Reproduce the lines starting at the line containing "# test: mark the stone archway, one" and ending at the final line, replacing "arched window" with "arched doorway" and leaving everything else unchanged.
━━━━━ SUPPLIED MATERIAL
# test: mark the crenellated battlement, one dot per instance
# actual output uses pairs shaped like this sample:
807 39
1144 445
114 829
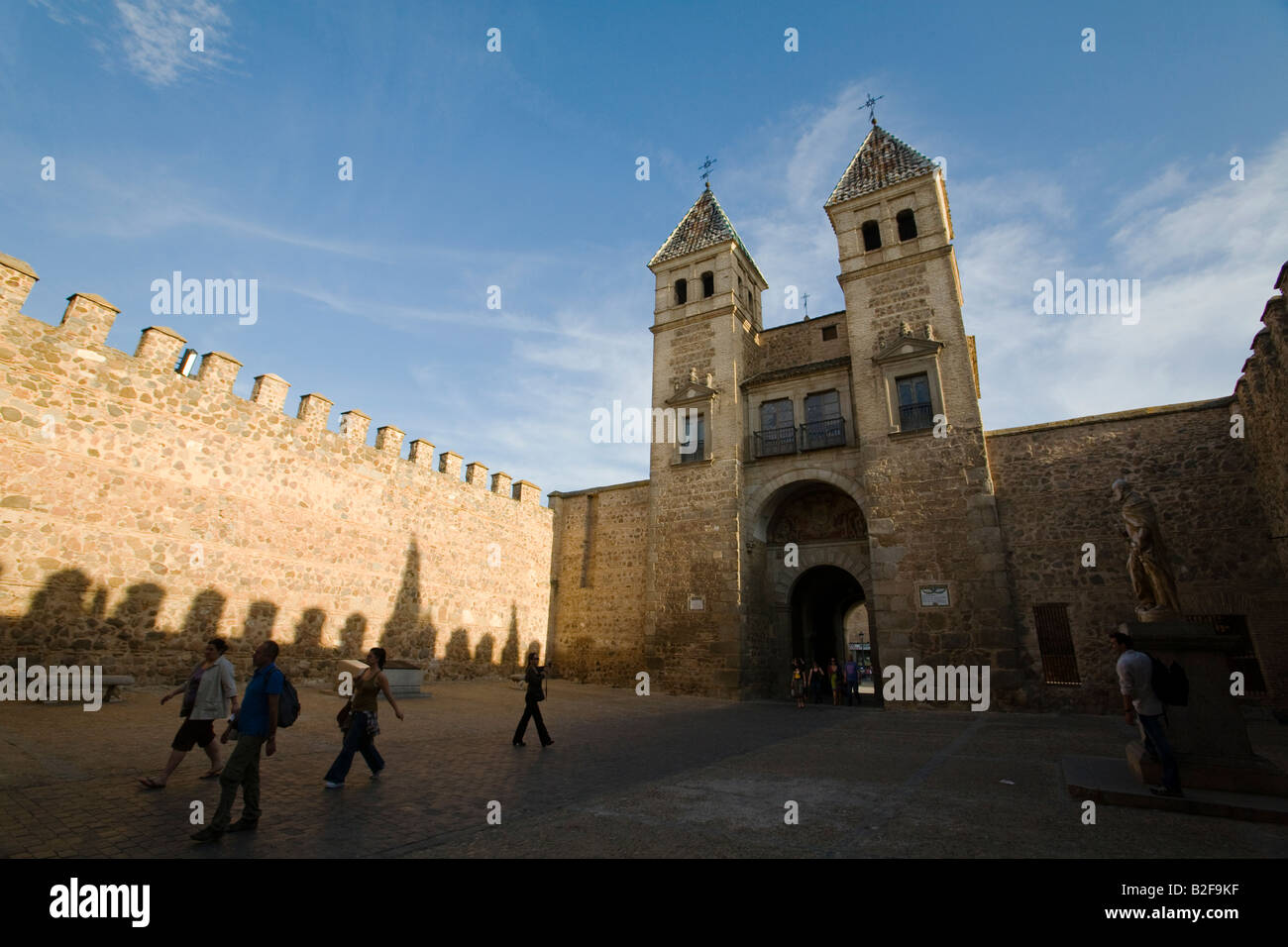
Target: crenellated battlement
89 318
145 509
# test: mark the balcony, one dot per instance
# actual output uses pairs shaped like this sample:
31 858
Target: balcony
776 441
827 433
806 437
915 416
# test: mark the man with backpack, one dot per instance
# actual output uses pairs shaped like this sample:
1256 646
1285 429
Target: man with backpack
1142 706
257 725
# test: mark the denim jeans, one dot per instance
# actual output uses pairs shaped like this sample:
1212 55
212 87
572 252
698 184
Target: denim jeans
356 740
1155 744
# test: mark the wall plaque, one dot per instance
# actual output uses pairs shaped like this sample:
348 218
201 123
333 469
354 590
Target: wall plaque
934 595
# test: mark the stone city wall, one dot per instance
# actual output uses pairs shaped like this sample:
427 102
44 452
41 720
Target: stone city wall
143 510
1052 484
596 630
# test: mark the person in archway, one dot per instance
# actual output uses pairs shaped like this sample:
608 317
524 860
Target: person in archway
815 682
851 684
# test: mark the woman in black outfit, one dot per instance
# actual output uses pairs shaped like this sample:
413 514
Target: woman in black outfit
531 707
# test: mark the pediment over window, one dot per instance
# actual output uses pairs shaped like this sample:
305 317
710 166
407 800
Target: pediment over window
907 347
692 390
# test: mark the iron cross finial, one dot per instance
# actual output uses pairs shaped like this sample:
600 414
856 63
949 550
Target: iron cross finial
871 105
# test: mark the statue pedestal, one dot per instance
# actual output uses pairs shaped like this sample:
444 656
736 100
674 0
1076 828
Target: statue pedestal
1209 736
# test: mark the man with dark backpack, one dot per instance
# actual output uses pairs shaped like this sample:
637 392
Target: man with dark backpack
257 724
1142 706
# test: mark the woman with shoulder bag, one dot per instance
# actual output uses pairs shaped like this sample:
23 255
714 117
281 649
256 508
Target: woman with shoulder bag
206 697
359 720
531 703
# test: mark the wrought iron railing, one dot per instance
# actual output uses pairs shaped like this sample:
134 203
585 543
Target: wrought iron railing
827 433
774 441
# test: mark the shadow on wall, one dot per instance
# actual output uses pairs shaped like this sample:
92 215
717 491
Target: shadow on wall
60 628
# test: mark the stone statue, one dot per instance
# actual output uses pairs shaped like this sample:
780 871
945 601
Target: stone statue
1147 564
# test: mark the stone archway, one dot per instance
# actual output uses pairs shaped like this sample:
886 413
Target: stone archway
812 532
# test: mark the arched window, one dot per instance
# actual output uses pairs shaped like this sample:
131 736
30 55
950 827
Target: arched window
871 236
907 224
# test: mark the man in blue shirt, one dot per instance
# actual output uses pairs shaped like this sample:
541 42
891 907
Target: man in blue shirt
━━━━━━━━━━
## TASK OUTPUT
# test: mark the stone archway, one dot per instance
# actual output uses pairs shaped like this sample:
886 413
Target: stone archway
812 532
# test: mark the arched doorway, one dot per instance
# actual output uses pairs shaped like this sample:
131 736
30 55
950 827
Target: arched doorway
871 236
907 224
# test: mark the man in blue shirt, one dot per instance
# actual output uses pairs shaped like this sample:
541 42
891 907
Target: man in blue shirt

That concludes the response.